* [OBJECTIF FIXÉ A] D'après le texte sur la décolonisation, de quel homme politique Une saison au Congo retrace-t-il le court chemin politique ?
* [OBJECTIF FIXÉ B] Prolongez, s'il vous plaît, le texte sur la décolonisation à partir de sa dernière phrase.

* [EXTRAIT CHOISI]

┌──

Depuis la décolonisation, on a pu comprendre qu’une autre forme de colonisation s’est mise en place. Et cela immédiatement après. Au centre même de ce passage.
Une saison au Congo retrace le court chemin politique de Patrick Lumumba . Plein de désirs pour son peuple, il se heurte avec violence contre le mur des intérêts personnels et des jeux de pouvoir. L’Afrique est comme un homme qui , dans le demi-jour se lève, et se découvre assailli des quatre points de l’horizon! De ses proches amis mais aussi de l’influence indirecte de l’ancien colonisateur. Avec la mort cruelle comme remerciement de vouloir donner la liberté à son peuple. Trahi. Effacé. Dissous. Homme visionnaire et poète, Un jour dans la brousse j’ai rencontré mon âme sauvage: elle avait la forme d’oiseau ! Et mieux que d’une peau de léopard, c’est, élan et empan, d’un oiseau que tu ferais mon signe ! L’oeil, le bec ! Pour entrer aux temps neufs, de l’ibis la rémige mordorée !
Entre Afrique et Caraïbes.
Ce monde des îles,violenté, comme l’explique Maximin, par le feu, la terre et le vent, a su, depuis toujours certainement faire surgir du fond de lui-même des forces de survie. Au creux même de la violence, il y a l’espoir de la fin de la douleur, la force de la résistance, parce que c’est ensemble que les hommes luttent dans ces cas là, parce que la résistance est la seule énergie capable de résister à la mort. Cependant, l’individu doit mener le combat comme l’île cette nuit et mon corps va apprendre à résister, c’est à dire lutter avec sa fragilité pour arme… me rappeler que même seule, il faut savoir se faire foule.

└──

* [JEU DE DONNÉES]
┌──

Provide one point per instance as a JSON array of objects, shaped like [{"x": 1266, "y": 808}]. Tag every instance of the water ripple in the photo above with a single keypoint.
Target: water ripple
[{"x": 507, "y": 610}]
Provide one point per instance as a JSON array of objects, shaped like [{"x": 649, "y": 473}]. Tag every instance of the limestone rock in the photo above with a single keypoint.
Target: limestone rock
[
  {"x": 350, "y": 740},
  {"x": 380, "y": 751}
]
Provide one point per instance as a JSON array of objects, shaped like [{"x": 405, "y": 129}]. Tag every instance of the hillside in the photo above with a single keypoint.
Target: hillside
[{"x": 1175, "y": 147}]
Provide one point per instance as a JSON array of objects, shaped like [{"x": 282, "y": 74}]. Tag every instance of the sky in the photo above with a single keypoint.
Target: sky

└──

* [RÉSULTAT OBTENU A] Patrick Lumumba.

* [RÉSULTAT OBTENU B]
Dans ce beau texte poétique de L’île et une nuit, de Maximin, le narrateur se fait conteur, celui qui nous prend par la main de son personnage et nous fait traverser cette nuit d’enfer. En miroir des Mille et une nuit, au centre même de la violence du cyclone comme dans celle nichée dans la vie des hommes,
… il convoque les mythes de la création, un conte antillais reflétant le conte de L’enfant de la haute mer, de Supervielle
… il convoque la musique des grands jazzmen, comme Miles Davis ou Charlie Parker, lui donnant la parole:je suis née pour vous afin que la mort n’est ni le dernier solo ni le dernier silence.
… il convoque la poésie, la mêlant à son écriture, comme un « butin de guerre », comme dans une chambre d’écho parce que la poésie dit le monde, dessine à travers l’imagination de ses visions, ce monde qui passe par notre corps. Et l’on entend les mots de St John Perse, Eluard, Verlaine, La Fontaine, Rimbaud, jusqu’à Camus, ton premier homme devenu l’étranger, mêlés à ses propres mots.
Magie d’un plagiat bien organisé…plagiat si honoré dans la littérature française du 17e siècle.
Convocation par l’aède des aèdes des temps passés.
Par ces correspondances littéraires, musicales, théâtrales, la littérature de Césaire et de Maximin donne une nouvelle force, celle de ces hommes qui ont combattu, avec simplement comme armes, la littérature, pour la reconnaissance de leurs droits fondamentalement humains.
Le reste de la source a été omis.